** start Data section **

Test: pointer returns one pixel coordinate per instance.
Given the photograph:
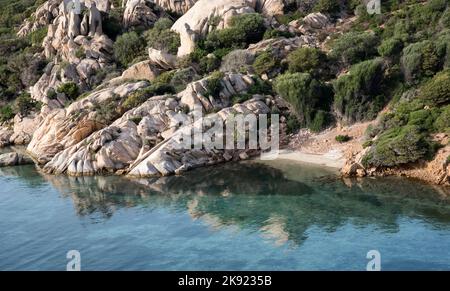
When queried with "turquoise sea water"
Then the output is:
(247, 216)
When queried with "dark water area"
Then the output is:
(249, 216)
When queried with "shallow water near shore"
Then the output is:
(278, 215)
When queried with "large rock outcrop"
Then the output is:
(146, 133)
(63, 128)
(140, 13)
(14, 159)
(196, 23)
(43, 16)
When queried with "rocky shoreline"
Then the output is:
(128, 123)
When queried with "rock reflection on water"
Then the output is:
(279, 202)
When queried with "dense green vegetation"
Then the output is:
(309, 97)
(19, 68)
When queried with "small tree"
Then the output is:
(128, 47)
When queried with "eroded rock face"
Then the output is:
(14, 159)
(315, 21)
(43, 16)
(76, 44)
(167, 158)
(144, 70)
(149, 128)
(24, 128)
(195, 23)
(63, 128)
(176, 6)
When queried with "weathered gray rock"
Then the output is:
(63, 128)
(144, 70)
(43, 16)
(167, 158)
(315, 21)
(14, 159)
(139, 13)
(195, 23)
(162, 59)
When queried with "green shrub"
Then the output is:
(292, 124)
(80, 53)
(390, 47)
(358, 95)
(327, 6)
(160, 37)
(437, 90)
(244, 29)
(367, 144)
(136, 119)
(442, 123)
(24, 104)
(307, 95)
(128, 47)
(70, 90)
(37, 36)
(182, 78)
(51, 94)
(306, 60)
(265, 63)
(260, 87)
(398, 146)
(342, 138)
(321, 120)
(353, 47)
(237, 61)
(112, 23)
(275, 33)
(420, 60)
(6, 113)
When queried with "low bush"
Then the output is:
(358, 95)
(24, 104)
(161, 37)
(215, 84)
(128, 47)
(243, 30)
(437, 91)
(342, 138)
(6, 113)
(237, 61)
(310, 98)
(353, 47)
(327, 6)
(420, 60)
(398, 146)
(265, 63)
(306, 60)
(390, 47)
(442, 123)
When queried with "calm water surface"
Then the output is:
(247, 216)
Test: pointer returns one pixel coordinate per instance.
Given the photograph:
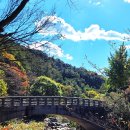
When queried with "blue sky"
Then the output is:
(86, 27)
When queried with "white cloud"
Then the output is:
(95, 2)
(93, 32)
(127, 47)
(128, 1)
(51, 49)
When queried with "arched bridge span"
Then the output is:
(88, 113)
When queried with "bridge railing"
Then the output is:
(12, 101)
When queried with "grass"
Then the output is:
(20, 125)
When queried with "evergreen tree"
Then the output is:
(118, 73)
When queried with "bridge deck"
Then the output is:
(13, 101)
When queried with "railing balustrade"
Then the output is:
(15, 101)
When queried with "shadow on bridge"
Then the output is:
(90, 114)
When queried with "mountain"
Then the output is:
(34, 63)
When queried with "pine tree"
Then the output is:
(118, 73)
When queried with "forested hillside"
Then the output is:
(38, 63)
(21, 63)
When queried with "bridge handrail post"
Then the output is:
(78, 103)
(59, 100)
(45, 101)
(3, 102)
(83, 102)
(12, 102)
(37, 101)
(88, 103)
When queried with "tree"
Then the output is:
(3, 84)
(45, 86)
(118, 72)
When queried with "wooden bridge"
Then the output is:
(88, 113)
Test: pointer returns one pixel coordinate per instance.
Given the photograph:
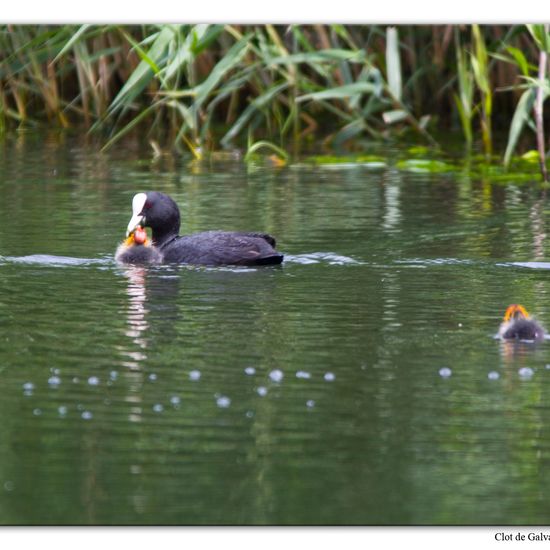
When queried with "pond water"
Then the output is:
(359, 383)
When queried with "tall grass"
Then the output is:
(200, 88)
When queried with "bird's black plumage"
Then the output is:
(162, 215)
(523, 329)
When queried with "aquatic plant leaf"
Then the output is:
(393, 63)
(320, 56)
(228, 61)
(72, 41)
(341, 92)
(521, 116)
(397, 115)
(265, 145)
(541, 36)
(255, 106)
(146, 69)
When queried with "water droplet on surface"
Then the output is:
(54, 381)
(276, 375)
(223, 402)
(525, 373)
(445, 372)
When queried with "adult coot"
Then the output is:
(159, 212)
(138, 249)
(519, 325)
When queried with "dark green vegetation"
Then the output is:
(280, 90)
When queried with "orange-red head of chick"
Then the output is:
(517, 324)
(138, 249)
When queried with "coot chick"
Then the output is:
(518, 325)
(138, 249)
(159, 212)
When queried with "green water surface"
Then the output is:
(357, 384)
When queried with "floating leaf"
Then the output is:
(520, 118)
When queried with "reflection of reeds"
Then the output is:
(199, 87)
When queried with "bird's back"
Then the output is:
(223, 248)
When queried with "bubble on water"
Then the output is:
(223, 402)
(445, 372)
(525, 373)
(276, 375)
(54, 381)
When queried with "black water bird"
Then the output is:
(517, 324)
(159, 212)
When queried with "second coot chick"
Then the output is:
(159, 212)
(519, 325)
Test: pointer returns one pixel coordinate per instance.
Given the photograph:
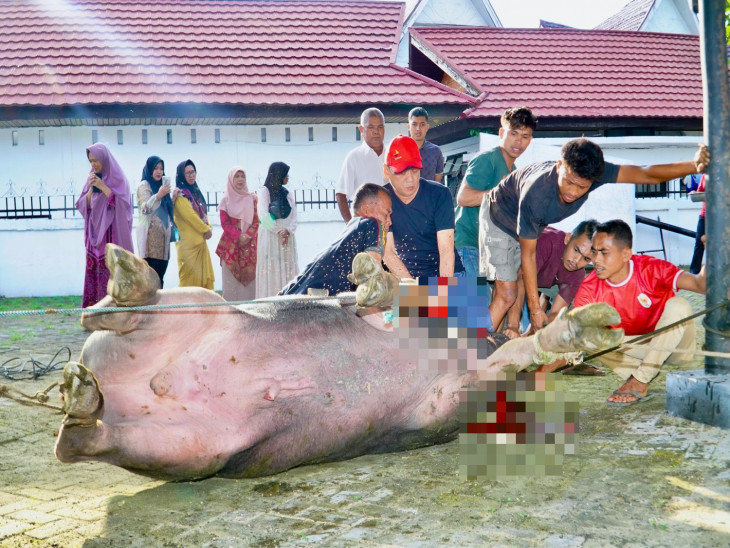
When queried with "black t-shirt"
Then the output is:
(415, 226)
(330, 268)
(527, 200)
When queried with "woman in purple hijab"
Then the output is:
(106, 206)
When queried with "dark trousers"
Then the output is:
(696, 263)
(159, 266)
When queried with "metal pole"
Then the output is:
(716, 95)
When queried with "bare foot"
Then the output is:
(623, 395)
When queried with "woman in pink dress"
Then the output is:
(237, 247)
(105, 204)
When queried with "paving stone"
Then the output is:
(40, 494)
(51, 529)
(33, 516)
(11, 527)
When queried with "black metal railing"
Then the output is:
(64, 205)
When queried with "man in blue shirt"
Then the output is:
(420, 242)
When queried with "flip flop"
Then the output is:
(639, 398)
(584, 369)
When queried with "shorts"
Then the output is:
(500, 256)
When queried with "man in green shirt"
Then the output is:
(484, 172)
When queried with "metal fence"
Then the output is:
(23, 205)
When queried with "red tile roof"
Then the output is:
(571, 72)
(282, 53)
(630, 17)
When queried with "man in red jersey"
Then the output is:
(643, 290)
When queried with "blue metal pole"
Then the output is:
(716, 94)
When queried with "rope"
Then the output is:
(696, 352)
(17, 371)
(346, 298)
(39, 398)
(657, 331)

** end Data section **

*Exercise goal*.
Transcribe the material as is, with images omitted.

*Written response*.
Test: pointer returns one pixel coordinate per instance.
Given the photograph:
When queried with "turquoise sea water"
Then the output is:
(247, 216)
When queried with "dark water area"
Then the output is:
(249, 216)
When queried with "shallow water near shore"
Then the output is:
(278, 215)
When queried with "large rock outcrop"
Then the output is:
(146, 133)
(63, 128)
(140, 13)
(14, 159)
(196, 23)
(43, 16)
When queried with "rocky shoreline"
Then the output is:
(128, 123)
When queried with "rock reflection on water"
Then the output is:
(279, 202)
When queried with "dense green vegetation"
Then the output is:
(309, 97)
(19, 68)
When queried with "small tree"
Then the output is:
(128, 47)
When queried with "eroded rock face"
Then the output is:
(14, 159)
(315, 21)
(43, 16)
(76, 44)
(167, 158)
(144, 70)
(149, 128)
(24, 128)
(195, 23)
(63, 128)
(176, 6)
When queried with "weathered gray rock"
Then the output is:
(63, 128)
(144, 70)
(43, 16)
(167, 158)
(315, 21)
(14, 159)
(139, 13)
(195, 23)
(162, 59)
When queried with "green shrub"
Then the output is:
(292, 124)
(80, 53)
(390, 47)
(358, 95)
(327, 6)
(160, 37)
(437, 90)
(244, 29)
(367, 144)
(136, 119)
(442, 123)
(24, 104)
(307, 95)
(128, 47)
(70, 90)
(37, 36)
(182, 78)
(51, 94)
(306, 60)
(265, 63)
(260, 87)
(398, 146)
(342, 138)
(321, 120)
(353, 47)
(237, 61)
(112, 23)
(275, 33)
(420, 60)
(6, 113)
When queried with "low bush"
Then the output is:
(358, 95)
(24, 104)
(161, 37)
(215, 84)
(128, 47)
(243, 30)
(437, 91)
(342, 138)
(6, 113)
(237, 61)
(310, 98)
(353, 47)
(327, 6)
(420, 60)
(398, 146)
(265, 63)
(306, 60)
(390, 47)
(442, 123)
When queried with "calm water surface"
Then the output is:
(247, 216)
Test: pointer returns one pixel coordinate per instance.
Given the photograph:
When queried with "blue sky"
Then the output is:
(86, 27)
When queried with "white cloud"
Then the output is:
(95, 2)
(93, 32)
(127, 47)
(128, 1)
(51, 49)
When queried with "arched bridge span"
Then the output is:
(88, 113)
When queried with "bridge railing"
Then the output is:
(12, 101)
When queried with "grass"
Then the output is:
(20, 125)
When queried with "evergreen tree"
Then the output is:
(118, 73)
When queried with "bridge deck"
Then the output is:
(13, 101)
When queried with "railing balustrade"
Then the output is:
(15, 101)
When queried with "shadow on bridge"
Then the output is:
(90, 114)
When queried with "mountain"
Then the output is:
(34, 63)
When queried with "pine tree"
Then the output is:
(118, 73)
When queried with "forested hillside"
Then the output is:
(38, 63)
(21, 63)
When queried with "bridge handrail post"
Then the output is:
(78, 103)
(59, 100)
(45, 101)
(3, 102)
(83, 102)
(12, 102)
(37, 101)
(88, 103)
When queried with "tree"
Then the output is:
(3, 84)
(45, 86)
(118, 72)
When queried with "wooden bridge"
Then the output is:
(88, 113)
Test: pointer returns one pixel coordinate per instance.
Given the photograph:
When queried with "pond water"
Then the output is:
(359, 383)
When queried with "tall grass"
Then the output is:
(200, 88)
When queried with "bird's black plumage"
Then the output is:
(162, 215)
(523, 329)
When queried with "aquatic plant leaf"
Then the output is:
(393, 63)
(320, 56)
(228, 61)
(72, 41)
(341, 92)
(521, 116)
(397, 115)
(265, 145)
(541, 36)
(255, 106)
(146, 69)
When queried with "water droplet on surface"
Then the output is:
(54, 381)
(276, 375)
(223, 402)
(525, 373)
(445, 372)
When queried with "adult coot"
Then the output is:
(159, 212)
(138, 249)
(519, 325)
When queried with "dark green vegetation"
Then the output is:
(280, 90)
When queried with "orange-red head of chick"
Then the output is:
(517, 324)
(138, 249)
When queried with "coot chick"
Then the output is:
(518, 325)
(138, 249)
(159, 212)
When queried with "green water surface"
Then the output is:
(357, 384)
When queried with "floating leaf"
Then the output is:
(520, 118)
When queried with "reflection of reeds"
Then the output is:
(199, 87)
When queried with "bird's back"
Then the output is:
(223, 248)
When queried with "bubble on water"
Then the output is:
(223, 402)
(445, 372)
(525, 373)
(276, 375)
(54, 381)
When queried with "black water bird"
Then the output is:
(517, 324)
(159, 212)
When queried with "second coot chick"
Then the output is:
(159, 212)
(519, 325)
Test: pointer returns one pixel coordinate per instance.
Given the photograph:
When queried with "black t-shirt"
Then the output is:
(415, 226)
(330, 268)
(527, 200)
When queried with "woman in purple hijab"
Then the output is:
(106, 206)
When queried with "dark trousers"
Then the output is:
(696, 263)
(159, 266)
When queried with "metal pole"
Then the output is:
(716, 95)
When queried with "bare foot"
Then the output is:
(623, 395)
When queried with "woman in pink dress"
Then the output is:
(237, 247)
(105, 204)
When queried with "paving stone"
Then the output is:
(40, 494)
(51, 529)
(33, 516)
(11, 527)
When queried with "black metal railing"
Then the output is:
(64, 205)
When queried with "man in blue shirt"
Then the output is:
(420, 242)
When queried with "flip flop"
Then the output is:
(639, 398)
(584, 369)
When queried with "shorts"
Then the output is:
(500, 256)
When queried with "man in green shirt"
Then the output is:
(484, 172)
When queried with "metal fence"
Then the output is:
(23, 205)
When queried with "red tile roof"
Then the output is:
(571, 72)
(282, 53)
(630, 17)
When queried with "man in red jersey"
Then the output is:
(643, 290)
When queried with "blue metal pole"
Then the output is:
(716, 94)
When queried with "rope"
Then the output is:
(696, 352)
(17, 371)
(346, 298)
(39, 398)
(657, 331)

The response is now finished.